▶ **WORK ITEM A**
Which proper names appear in the text about Returnal? List each once.
▶ **WORK ITEM B**
Carry on the column about Returnal, beginning right after its final sentence.

▶ **TEXT EXCERPT**
=======
Returnal is a gorgeous game, although I can’t really see most of it. It’s not the lighting that’s the problem – I actually think the shadows are a crucial part of Returnal’s foreboding atmosphere, and a key reason why those spooky glowing tentacles feel so unsettling. Your only source of light wants to pluck you up and devour you – it’s terrifying. Anyway, it’s not the shadows that stop me from seeing Returnal, it’s the difficulty. I’m still not through to the last biome, and even in the ones I can explore, I’m too busy desperately dodging projectiles to stop and smell the tentacles. I know there’s been a lot of debate around the game’s difficulty and the need for an easy mode, but Mirror Mode is not the place for discourse. Mirror Mode will do you one better. I don’t want an easy mode, or a hard mode. I want no mode at all – that’s why the next big roguelike should be about just going for a walk.
This is the latest instalment of our weekly column where we talk about how a popular game series would be great… if only it was the exact opposite of what it was. This all came about because I wanted to write about Tony Hawk’s Walking Simulator as a normal article, and everyone shouted at me. Luckily, the more you think about it, the better it gets. So now we’re going to do this every week. You’re welcome.
=======
[Stored items]
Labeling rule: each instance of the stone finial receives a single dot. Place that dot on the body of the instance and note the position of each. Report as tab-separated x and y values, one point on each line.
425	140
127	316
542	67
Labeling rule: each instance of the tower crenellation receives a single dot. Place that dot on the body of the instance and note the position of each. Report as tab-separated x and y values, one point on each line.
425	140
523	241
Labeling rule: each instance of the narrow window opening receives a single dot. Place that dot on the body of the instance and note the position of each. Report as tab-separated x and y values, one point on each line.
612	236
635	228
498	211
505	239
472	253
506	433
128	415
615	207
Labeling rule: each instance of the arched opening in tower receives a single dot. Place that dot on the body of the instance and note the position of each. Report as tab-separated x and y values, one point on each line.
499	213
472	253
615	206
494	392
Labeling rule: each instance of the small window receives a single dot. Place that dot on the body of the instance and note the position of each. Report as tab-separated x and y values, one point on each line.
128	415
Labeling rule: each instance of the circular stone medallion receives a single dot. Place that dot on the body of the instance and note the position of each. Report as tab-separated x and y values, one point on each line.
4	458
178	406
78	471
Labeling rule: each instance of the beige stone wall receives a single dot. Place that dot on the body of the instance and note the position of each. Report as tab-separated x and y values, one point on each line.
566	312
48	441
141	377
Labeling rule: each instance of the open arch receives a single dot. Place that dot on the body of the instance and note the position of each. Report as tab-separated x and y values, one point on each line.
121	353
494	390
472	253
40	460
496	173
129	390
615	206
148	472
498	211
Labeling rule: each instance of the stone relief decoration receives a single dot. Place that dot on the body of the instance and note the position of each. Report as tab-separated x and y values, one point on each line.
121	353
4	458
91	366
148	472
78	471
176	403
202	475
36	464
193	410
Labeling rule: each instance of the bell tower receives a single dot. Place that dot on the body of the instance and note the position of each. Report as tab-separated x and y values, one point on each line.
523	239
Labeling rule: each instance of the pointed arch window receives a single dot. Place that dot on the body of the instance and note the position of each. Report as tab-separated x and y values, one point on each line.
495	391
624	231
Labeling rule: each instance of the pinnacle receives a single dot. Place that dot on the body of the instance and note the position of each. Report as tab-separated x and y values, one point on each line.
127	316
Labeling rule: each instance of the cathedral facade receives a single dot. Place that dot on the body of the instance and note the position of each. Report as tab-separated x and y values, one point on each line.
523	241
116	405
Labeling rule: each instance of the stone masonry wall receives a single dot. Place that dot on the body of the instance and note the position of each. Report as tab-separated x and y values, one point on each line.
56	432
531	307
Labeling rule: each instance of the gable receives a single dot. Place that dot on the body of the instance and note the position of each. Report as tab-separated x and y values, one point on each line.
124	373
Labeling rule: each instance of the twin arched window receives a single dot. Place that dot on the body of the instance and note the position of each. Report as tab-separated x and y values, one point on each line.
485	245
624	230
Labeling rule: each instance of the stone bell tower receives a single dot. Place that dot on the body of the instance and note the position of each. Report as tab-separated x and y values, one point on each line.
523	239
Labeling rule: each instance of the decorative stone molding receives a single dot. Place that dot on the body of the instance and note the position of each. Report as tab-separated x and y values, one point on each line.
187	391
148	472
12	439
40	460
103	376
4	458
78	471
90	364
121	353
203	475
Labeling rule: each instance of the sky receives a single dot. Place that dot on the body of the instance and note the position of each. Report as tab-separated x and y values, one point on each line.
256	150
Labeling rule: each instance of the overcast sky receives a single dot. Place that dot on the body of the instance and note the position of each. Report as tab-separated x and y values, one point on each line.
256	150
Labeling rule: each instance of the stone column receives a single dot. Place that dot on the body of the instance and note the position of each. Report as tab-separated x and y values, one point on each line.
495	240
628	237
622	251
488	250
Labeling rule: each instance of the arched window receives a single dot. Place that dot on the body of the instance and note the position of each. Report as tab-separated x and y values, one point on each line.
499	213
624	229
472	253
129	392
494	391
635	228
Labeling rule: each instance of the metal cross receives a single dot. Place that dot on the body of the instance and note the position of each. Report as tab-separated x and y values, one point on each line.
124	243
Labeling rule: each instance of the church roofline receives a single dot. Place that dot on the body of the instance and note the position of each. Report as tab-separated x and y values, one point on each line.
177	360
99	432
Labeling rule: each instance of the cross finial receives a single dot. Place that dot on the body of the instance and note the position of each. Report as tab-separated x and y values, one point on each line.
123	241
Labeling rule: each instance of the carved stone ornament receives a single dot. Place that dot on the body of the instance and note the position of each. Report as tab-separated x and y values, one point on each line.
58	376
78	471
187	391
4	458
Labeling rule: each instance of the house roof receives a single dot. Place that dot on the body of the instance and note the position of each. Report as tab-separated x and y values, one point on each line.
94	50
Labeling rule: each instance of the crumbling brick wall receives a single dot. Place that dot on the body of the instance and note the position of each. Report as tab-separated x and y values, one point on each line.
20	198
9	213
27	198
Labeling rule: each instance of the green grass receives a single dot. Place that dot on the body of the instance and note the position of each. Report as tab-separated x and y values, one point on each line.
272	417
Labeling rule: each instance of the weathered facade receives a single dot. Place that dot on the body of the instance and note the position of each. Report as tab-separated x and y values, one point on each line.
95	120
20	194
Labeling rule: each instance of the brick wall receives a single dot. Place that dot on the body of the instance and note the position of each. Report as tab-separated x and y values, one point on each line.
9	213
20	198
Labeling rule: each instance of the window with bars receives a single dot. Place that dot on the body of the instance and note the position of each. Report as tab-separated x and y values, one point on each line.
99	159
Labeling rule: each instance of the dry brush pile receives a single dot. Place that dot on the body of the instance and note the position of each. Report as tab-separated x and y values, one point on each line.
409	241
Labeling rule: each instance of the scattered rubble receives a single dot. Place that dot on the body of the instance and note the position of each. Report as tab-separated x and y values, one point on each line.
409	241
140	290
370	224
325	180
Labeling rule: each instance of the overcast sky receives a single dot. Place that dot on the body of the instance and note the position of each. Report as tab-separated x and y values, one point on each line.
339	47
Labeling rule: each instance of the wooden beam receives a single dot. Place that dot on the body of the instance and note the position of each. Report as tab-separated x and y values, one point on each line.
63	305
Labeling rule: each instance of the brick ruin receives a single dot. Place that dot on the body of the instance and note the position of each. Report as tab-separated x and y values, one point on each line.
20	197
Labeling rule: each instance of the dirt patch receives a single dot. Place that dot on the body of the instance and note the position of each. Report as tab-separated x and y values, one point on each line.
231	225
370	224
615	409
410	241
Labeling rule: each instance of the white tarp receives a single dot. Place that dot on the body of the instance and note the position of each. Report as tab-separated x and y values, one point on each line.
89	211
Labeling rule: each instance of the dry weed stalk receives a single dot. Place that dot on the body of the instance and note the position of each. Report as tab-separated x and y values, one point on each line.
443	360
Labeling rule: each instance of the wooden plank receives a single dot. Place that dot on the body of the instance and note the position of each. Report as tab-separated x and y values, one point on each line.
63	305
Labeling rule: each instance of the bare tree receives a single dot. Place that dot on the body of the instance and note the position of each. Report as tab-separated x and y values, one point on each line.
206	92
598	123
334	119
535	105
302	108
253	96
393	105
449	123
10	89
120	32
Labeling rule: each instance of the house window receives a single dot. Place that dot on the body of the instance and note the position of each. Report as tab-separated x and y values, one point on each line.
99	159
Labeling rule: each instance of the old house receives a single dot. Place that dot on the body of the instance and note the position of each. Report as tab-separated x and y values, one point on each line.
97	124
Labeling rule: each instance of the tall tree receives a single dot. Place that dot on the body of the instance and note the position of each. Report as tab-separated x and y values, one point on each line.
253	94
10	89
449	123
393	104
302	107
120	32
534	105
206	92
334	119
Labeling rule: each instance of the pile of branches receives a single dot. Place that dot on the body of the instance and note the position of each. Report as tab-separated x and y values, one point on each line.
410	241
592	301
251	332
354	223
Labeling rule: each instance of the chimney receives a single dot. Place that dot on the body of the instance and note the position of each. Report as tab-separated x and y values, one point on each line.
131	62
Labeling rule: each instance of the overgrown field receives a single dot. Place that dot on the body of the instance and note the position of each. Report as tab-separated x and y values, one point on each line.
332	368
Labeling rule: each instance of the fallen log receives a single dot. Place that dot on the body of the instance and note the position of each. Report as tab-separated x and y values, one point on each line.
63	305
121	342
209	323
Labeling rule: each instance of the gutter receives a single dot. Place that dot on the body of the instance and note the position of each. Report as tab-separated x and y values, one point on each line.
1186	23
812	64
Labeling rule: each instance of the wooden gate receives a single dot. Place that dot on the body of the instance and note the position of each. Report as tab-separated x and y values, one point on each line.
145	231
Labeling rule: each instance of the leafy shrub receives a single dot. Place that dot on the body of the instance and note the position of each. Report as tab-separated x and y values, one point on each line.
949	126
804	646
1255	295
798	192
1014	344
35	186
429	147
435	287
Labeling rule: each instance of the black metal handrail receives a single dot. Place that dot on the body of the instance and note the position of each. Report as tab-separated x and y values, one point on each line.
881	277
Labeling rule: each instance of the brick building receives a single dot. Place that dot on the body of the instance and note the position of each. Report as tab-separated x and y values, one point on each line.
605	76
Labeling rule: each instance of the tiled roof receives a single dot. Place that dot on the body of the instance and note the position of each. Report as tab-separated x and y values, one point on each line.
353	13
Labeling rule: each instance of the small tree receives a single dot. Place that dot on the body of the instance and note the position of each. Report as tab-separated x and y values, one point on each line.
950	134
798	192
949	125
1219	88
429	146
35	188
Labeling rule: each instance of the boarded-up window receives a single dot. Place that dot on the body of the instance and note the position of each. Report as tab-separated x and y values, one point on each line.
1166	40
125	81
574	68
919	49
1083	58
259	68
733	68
=======
▶ **TASK RESULT A**
Returnal, Mirror Mode, Tony Hawk's Walking Simulator

▶ **TASK RESULT B**
Roguelikes are built on a simple idea – you do the same thing over and over again, theoretically getting a bit better and a bit further each time. Last year, it was suggested that the success of Hades was in part down to its relatability during the pandemic – we all had to get used to doing the same thing over and over again, in the hope that we’d somehow eventually be okay with it. While we might not have had a major quest like Zagreus, we’d at least be able to cope with whatever it was we were supposed to be coping with, right? As Ronan Keating once said, life is a roguelike baby, just got to survive it.
In a much more simplistic way though, my weekly walks are kind of roguelikes. Look, if you get to argue that sitting at your kitchen table with a laptop looking at remote spreadsheets is the same as escaping hell, I’m having this. I live near the beach, so I get to walk along the coast and take in the sights. I suppose this technically qualifies as exercise, and so if I was pushing myself to my limit, I might be able to walk a little further each time. I could even jog, if the need came over me, although it never has yet and I doubt it ever will in the future. It’s not really progress in the way of levelling up that feels like a roguelike though, it’s in the changing environment.
When I first moved here last year, I walked the same route down the coast to a landmark you won’t have heard of so I won’t bother naming, then turned around and came back. Sometimes I’d head in the opposite direction and walk to a second landmark, then come back. It doesn’t sound like the most exciting thing in the world but… it’s a walk. What were you expecting? Aliens? A car chase?
Now, having been here a little longer, I trust myself to make my way back. I can dip into the town centre. I can take a backstreet, and find a new restaurant to visit whenever that returns to being a normal thing human beings can do. That’s how I envision this walking roguelike working. There’s no enemies, no hazards, just don’t get lost. The first few times, you’re going to stick to the basic routes, only going so far that you know you can always make it home. As you get more used to the terrain, you start to explore further afield, and take in new sights. Something like Firewatch, where the only real reward is extra dialogue and new things to see.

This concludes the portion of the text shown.